[Action item] Reproduce everything from the start of the listing down to and including the line containing "positive clicks: (72, 291)", with no changes. Leave the pictures out of your answer.

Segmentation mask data
##############################

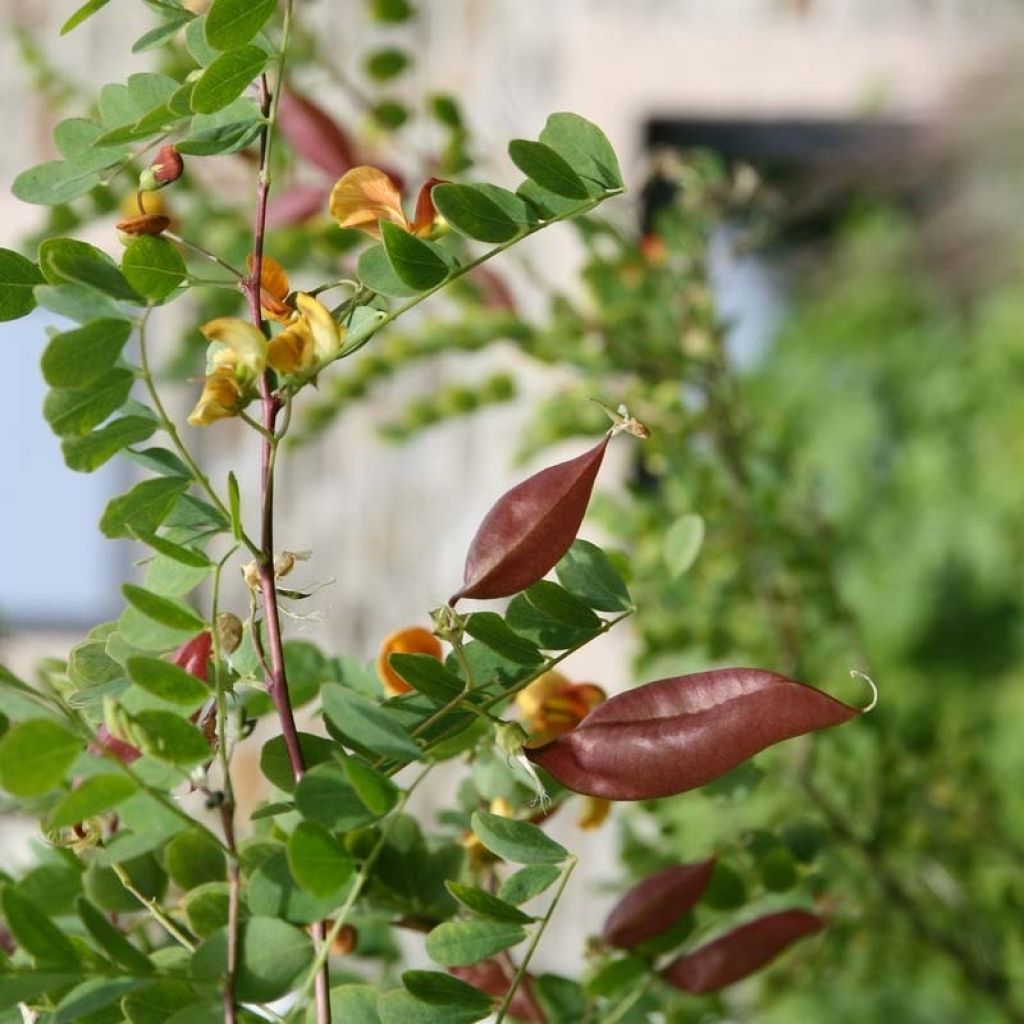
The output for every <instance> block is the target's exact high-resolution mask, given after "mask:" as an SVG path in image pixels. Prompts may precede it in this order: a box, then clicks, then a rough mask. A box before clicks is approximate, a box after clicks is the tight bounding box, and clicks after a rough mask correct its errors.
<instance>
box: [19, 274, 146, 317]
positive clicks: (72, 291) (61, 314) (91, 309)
mask: <svg viewBox="0 0 1024 1024" xmlns="http://www.w3.org/2000/svg"><path fill="white" fill-rule="evenodd" d="M34 294H35V296H36V301H37V302H38V303H39V304H40V305H41V306H42V307H43V308H44V309H49V310H50V311H52V312H55V313H58V314H59V315H61V316H67V317H68V318H69V319H73V321H75V322H76V323H77V324H87V323H88V322H89V321H92V319H126V318H127V316H126V314H125V311H124V309H123V308H122V307H121V306H120V305H118V303H117V302H115V301H114V299H110V298H108V297H106V296H105V295H103V294H102V292H97V291H96V290H95V289H94V288H90V287H89V286H88V285H75V284H71V283H68V282H66V283H65V284H62V285H37V286H36V287H35V289H34Z"/></svg>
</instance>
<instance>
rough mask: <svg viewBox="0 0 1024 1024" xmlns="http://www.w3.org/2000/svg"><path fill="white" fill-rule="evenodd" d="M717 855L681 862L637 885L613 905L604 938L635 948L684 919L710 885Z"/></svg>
mask: <svg viewBox="0 0 1024 1024" xmlns="http://www.w3.org/2000/svg"><path fill="white" fill-rule="evenodd" d="M714 869H715V858H714V857H712V858H711V859H709V860H699V861H697V862H696V863H694V864H677V865H676V866H675V867H667V868H666V869H665V870H664V871H657V872H656V873H655V874H651V876H650V877H649V878H647V879H644V880H643V882H641V883H639V884H638V885H635V886H634V887H633V888H632V889H631V890H630V891H629V892H628V893H627V894H626V895H625V896H624V897H623V898H622V899H621V900H620V901H618V902H617V903H616V904H615V905H614V906H613V907H612V908H611V912H610V913H609V914H608V916H607V919H606V920H605V922H604V932H603V933H602V937H603V938H604V941H605V942H607V943H608V945H609V946H616V947H617V948H620V949H632V948H633V947H634V946H638V945H640V943H641V942H646V941H647V940H648V939H653V938H655V937H656V936H658V935H660V934H662V933H663V932H667V931H668V930H669V929H670V928H672V927H673V925H675V924H677V923H678V922H680V921H681V920H682V919H683V918H685V916H686V914H687V913H688V912H689V911H690V910H691V909H692V908H693V905H694V904H695V903H696V901H697V900H698V899H700V896H701V894H702V893H703V891H705V890H706V889H707V888H708V883H709V882H711V876H712V871H714Z"/></svg>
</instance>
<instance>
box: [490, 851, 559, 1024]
mask: <svg viewBox="0 0 1024 1024" xmlns="http://www.w3.org/2000/svg"><path fill="white" fill-rule="evenodd" d="M578 862H579V861H578V859H577V858H575V857H574V856H570V857H569V859H568V860H566V861H565V867H564V868H563V870H562V878H561V881H560V882H559V883H558V888H557V889H556V890H555V896H554V899H552V901H551V905H550V906H549V907H548V912H547V913H546V914H545V915H544V916H543V918H542V919H541V924H540V927H539V928H538V929H537V931H536V932H535V933H534V938H532V939H530V942H529V945H528V946H527V947H526V954H525V955H524V956H523V958H522V963H521V964H520V965H519V970H518V971H516V973H515V977H514V978H513V979H512V984H511V985H509V989H508V991H507V992H506V993H505V998H504V999H502V1005H501V1007H500V1008H499V1010H498V1016H497V1017H496V1018H495V1024H502V1021H504V1020H505V1017H506V1015H507V1014H508V1012H509V1007H510V1006H512V999H513V998H515V993H516V989H518V987H519V985H520V984H521V983H522V979H523V978H524V977H525V975H526V969H527V968H528V967H529V962H530V961H531V959H532V957H534V953H535V952H537V947H538V946H539V945H540V943H541V939H542V937H543V936H544V933H545V931H546V930H547V927H548V925H549V924H551V919H552V918H553V916H554V913H555V909H556V908H557V907H558V901H559V900H560V899H561V898H562V893H564V892H565V887H566V886H567V885H568V881H569V876H571V873H572V869H573V868H574V867H575V865H577V863H578Z"/></svg>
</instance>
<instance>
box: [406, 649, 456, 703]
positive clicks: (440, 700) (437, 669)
mask: <svg viewBox="0 0 1024 1024" xmlns="http://www.w3.org/2000/svg"><path fill="white" fill-rule="evenodd" d="M388 663H389V664H390V666H391V668H392V669H394V671H395V672H397V673H398V675H399V676H401V678H402V679H404V680H406V682H407V683H409V685H410V686H412V687H413V688H414V689H416V690H419V692H420V693H422V694H423V695H424V696H425V697H428V698H429V699H431V700H433V701H434V702H435V703H439V705H445V703H447V702H449V701H450V700H454V699H455V698H456V697H458V696H459V695H460V694H461V693H462V691H463V689H464V688H465V687H464V686H463V682H462V680H461V679H460V678H459V677H458V676H457V675H455V674H454V673H451V672H449V671H447V669H445V668H444V666H443V665H441V663H440V662H438V660H437V658H436V657H432V656H431V655H430V654H398V653H395V654H391V655H390V656H389V657H388Z"/></svg>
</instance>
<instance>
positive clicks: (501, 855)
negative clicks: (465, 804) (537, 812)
mask: <svg viewBox="0 0 1024 1024" xmlns="http://www.w3.org/2000/svg"><path fill="white" fill-rule="evenodd" d="M471 827H472V829H473V831H475V833H476V835H477V836H479V838H480V842H481V843H482V844H483V845H484V846H485V847H486V848H487V849H488V850H489V851H490V852H492V853H497V854H498V856H499V857H502V858H504V859H505V860H511V861H513V862H514V863H516V864H557V863H560V862H561V861H563V860H565V858H566V857H568V855H569V854H568V851H567V850H566V849H565V848H564V847H562V846H559V844H558V843H556V842H555V841H554V840H553V839H549V837H547V836H545V835H544V833H543V831H541V829H540V828H538V827H537V825H532V824H530V823H529V822H528V821H516V820H514V819H513V818H503V817H501V816H500V815H498V814H492V813H489V812H488V811H475V812H474V813H473V816H472V818H471Z"/></svg>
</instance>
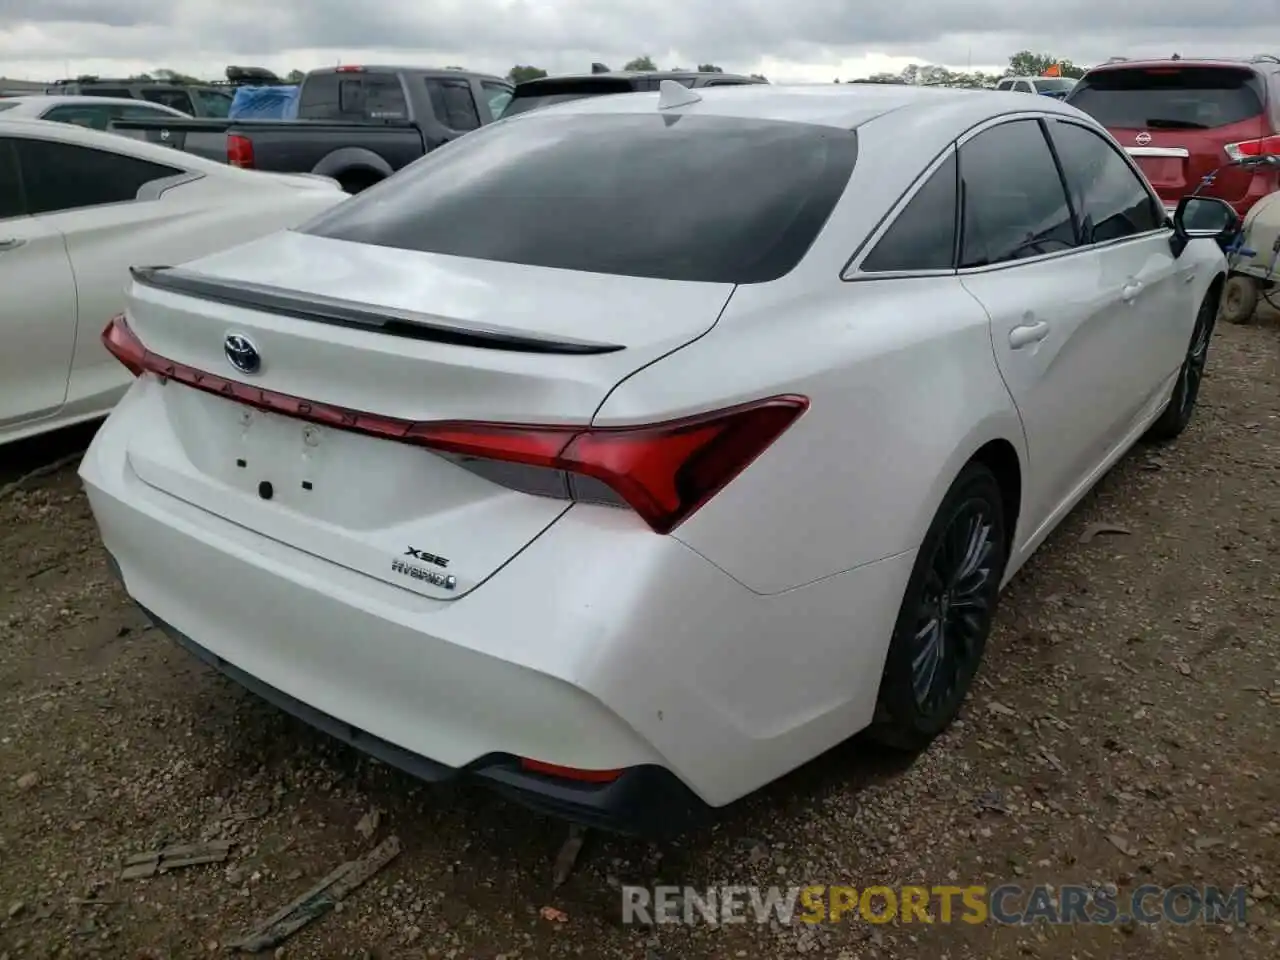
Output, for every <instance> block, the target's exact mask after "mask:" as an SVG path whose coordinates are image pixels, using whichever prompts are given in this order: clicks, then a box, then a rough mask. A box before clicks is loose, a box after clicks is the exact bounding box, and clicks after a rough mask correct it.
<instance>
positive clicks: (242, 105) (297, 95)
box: [228, 86, 298, 120]
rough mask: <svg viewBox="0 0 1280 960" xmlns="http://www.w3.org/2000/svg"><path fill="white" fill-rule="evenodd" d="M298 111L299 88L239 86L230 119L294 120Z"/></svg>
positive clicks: (293, 86) (230, 116)
mask: <svg viewBox="0 0 1280 960" xmlns="http://www.w3.org/2000/svg"><path fill="white" fill-rule="evenodd" d="M297 111H298V88H297V87H296V86H291V87H239V88H238V90H237V91H236V99H234V100H232V110H230V114H229V115H228V119H232V120H292V119H294V118H296V116H297Z"/></svg>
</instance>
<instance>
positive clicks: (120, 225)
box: [0, 105, 346, 444]
mask: <svg viewBox="0 0 1280 960" xmlns="http://www.w3.org/2000/svg"><path fill="white" fill-rule="evenodd" d="M73 109H74V105H73ZM10 113H14V111H5V113H0V289H3V291H5V297H4V298H3V301H4V302H3V305H0V325H3V334H4V343H5V348H4V349H3V351H0V444H4V443H8V442H10V440H15V439H19V438H22V436H27V435H32V434H37V433H44V431H47V430H51V429H56V428H60V426H65V425H69V424H73V422H77V421H81V420H91V419H95V417H101V416H105V415H106V413H108V411H110V408H111V407H113V406H114V404H115V402H116V401H118V399H119V398H120V397H122V396H123V393H124V390H125V388H127V387H128V384H129V378H128V375H127V374H125V372H124V371H123V370H122V369H120V366H119V364H116V362H115V361H114V360H111V357H110V356H109V355H108V352H106V351H105V349H104V347H102V343H101V338H100V333H101V325H102V321H104V317H106V316H111V315H113V314H114V312H118V311H119V310H120V308H122V306H123V303H124V289H125V284H127V282H128V269H129V266H133V265H136V264H147V262H180V261H183V260H191V259H193V257H198V256H202V255H205V253H210V252H214V251H216V250H221V248H225V247H230V246H236V244H237V243H242V242H244V241H248V239H253V238H255V237H260V236H262V234H266V233H271V232H274V230H279V229H283V228H287V227H293V225H297V224H300V223H302V221H305V220H307V219H308V218H311V216H314V215H315V214H317V212H320V211H323V210H326V209H328V207H330V206H333V205H335V204H338V202H340V201H342V200H343V198H344V197H346V195H344V193H343V192H342V191H340V188H339V187H338V184H337V183H335V182H333V180H326V179H323V178H317V177H284V175H270V174H255V173H248V172H244V170H237V169H236V168H232V166H227V165H225V164H216V163H211V161H209V160H202V159H200V157H197V156H191V155H187V154H179V152H177V151H172V150H165V148H164V147H155V146H152V145H150V143H138V142H136V141H131V140H128V138H125V137H116V136H111V134H108V133H99V132H95V131H91V129H82V128H79V127H77V125H73V124H68V123H49V122H46V120H17V119H8V118H9V115H10Z"/></svg>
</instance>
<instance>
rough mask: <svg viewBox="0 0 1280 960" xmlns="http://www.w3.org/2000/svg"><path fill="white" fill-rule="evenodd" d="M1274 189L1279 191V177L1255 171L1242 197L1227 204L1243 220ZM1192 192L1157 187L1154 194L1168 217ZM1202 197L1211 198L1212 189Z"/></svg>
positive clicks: (1181, 189)
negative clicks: (1169, 214) (1252, 179)
mask: <svg viewBox="0 0 1280 960" xmlns="http://www.w3.org/2000/svg"><path fill="white" fill-rule="evenodd" d="M1276 189H1280V175H1277V174H1276V173H1274V172H1272V170H1268V169H1262V170H1257V172H1256V173H1254V174H1253V182H1252V183H1251V184H1249V189H1248V192H1247V193H1245V195H1244V196H1243V197H1240V198H1238V200H1229V201H1228V202H1229V204H1230V205H1231V207H1233V209H1234V210H1235V212H1236V214H1238V215H1239V216H1240V219H1242V220H1243V219H1244V218H1245V216H1247V215H1248V212H1249V210H1252V209H1253V205H1254V204H1257V202H1258V201H1260V200H1262V198H1263V197H1267V196H1270V195H1271V193H1274V192H1275V191H1276ZM1193 191H1194V186H1192V187H1188V188H1185V189H1179V191H1169V189H1162V188H1158V187H1157V188H1156V192H1157V193H1158V195H1160V198H1161V201H1164V204H1165V210H1166V211H1167V212H1169V214H1170V215H1171V214H1172V212H1174V210H1175V209H1176V207H1178V202H1179V201H1180V200H1181V198H1183V197H1185V196H1189V195H1190V193H1192V192H1193ZM1204 196H1210V197H1211V196H1213V189H1212V188H1210V189H1208V191H1206V193H1204Z"/></svg>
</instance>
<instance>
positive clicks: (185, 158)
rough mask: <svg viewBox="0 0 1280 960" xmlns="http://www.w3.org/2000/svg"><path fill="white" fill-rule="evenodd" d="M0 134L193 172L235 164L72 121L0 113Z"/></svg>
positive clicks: (212, 169) (219, 169)
mask: <svg viewBox="0 0 1280 960" xmlns="http://www.w3.org/2000/svg"><path fill="white" fill-rule="evenodd" d="M0 136H4V137H32V138H36V140H54V141H58V142H60V143H73V145H77V146H83V147H93V148H96V150H105V151H108V152H111V154H120V155H123V156H133V157H137V159H138V160H147V161H150V163H152V164H163V165H164V166H177V168H180V169H184V170H189V172H192V173H200V174H211V175H215V177H223V175H227V173H228V172H230V170H234V169H237V168H232V166H228V165H227V164H220V163H218V161H216V160H206V159H205V157H202V156H196V155H195V154H187V152H184V151H180V150H174V148H173V147H161V146H159V145H156V143H147V142H146V141H141V140H133V138H132V137H122V136H120V134H118V133H108V132H105V131H93V129H88V128H87V127H78V125H76V124H73V123H56V122H54V120H37V119H35V118H29V116H14V118H9V116H8V114H5V113H0Z"/></svg>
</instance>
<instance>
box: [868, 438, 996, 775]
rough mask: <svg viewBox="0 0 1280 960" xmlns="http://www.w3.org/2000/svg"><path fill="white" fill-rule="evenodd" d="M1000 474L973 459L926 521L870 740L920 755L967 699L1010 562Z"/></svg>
mask: <svg viewBox="0 0 1280 960" xmlns="http://www.w3.org/2000/svg"><path fill="white" fill-rule="evenodd" d="M1005 532H1006V531H1005V508H1004V498H1002V495H1001V490H1000V483H998V481H997V480H996V475H995V474H992V472H991V470H989V468H988V467H986V466H984V465H982V463H978V462H973V463H969V465H968V466H966V467H965V468H964V470H963V471H960V476H957V477H956V480H955V483H952V484H951V489H948V490H947V494H946V497H943V498H942V506H941V507H938V513H937V516H936V517H934V518H933V522H932V524H931V525H929V530H928V532H927V534H925V535H924V541H923V543H922V544H920V552H919V553H918V554H916V558H915V566H914V567H913V568H911V576H910V580H909V581H908V585H906V593H905V594H904V596H902V605H901V608H900V609H899V614H897V622H896V623H895V626H893V636H892V639H891V640H890V648H888V657H887V659H886V662H884V675H883V677H882V680H881V689H879V698H878V701H877V705H876V719H874V721H873V722H872V724H870V727H869V728H868V731H867V733H868V736H869V737H870V739H872V740H874V741H877V742H879V744H883V745H884V746H888V748H892V749H897V750H909V751H918V750H923V749H924V748H925V746H928V744H929V742H931V741H932V740H933V739H934V737H937V736H938V735H940V733H941V732H942V731H945V730H946V728H947V727H948V726H950V724H951V722H952V721H954V719H955V717H956V714H957V713H959V712H960V705H961V704H963V703H964V699H965V695H966V694H968V692H969V687H970V685H972V684H973V678H974V676H975V675H977V672H978V667H979V664H980V663H982V655H983V650H986V646H987V636H988V635H989V634H991V625H992V620H993V617H995V613H996V604H997V600H998V598H1000V581H1001V579H1002V577H1004V572H1005V563H1006V562H1007V547H1006V544H1007V538H1006V535H1005Z"/></svg>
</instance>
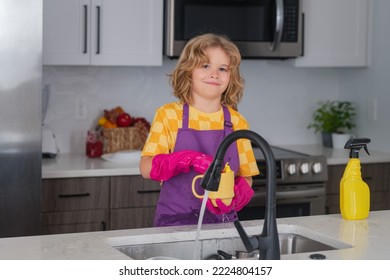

##############################

[Final answer]
The output for every <instance> block is the target's exact high-resolution mask, given after "mask:" as an SVG path in image pixels. Prompts may precede it in this order: a box, then clicks, then a rough mask. A box before clicks is approximate, a box after clicks is the tight bounding box, and clicks after a rough mask correct its errors.
<instance>
box: [19, 274, 146, 317]
positive clicks: (72, 291) (61, 314) (91, 309)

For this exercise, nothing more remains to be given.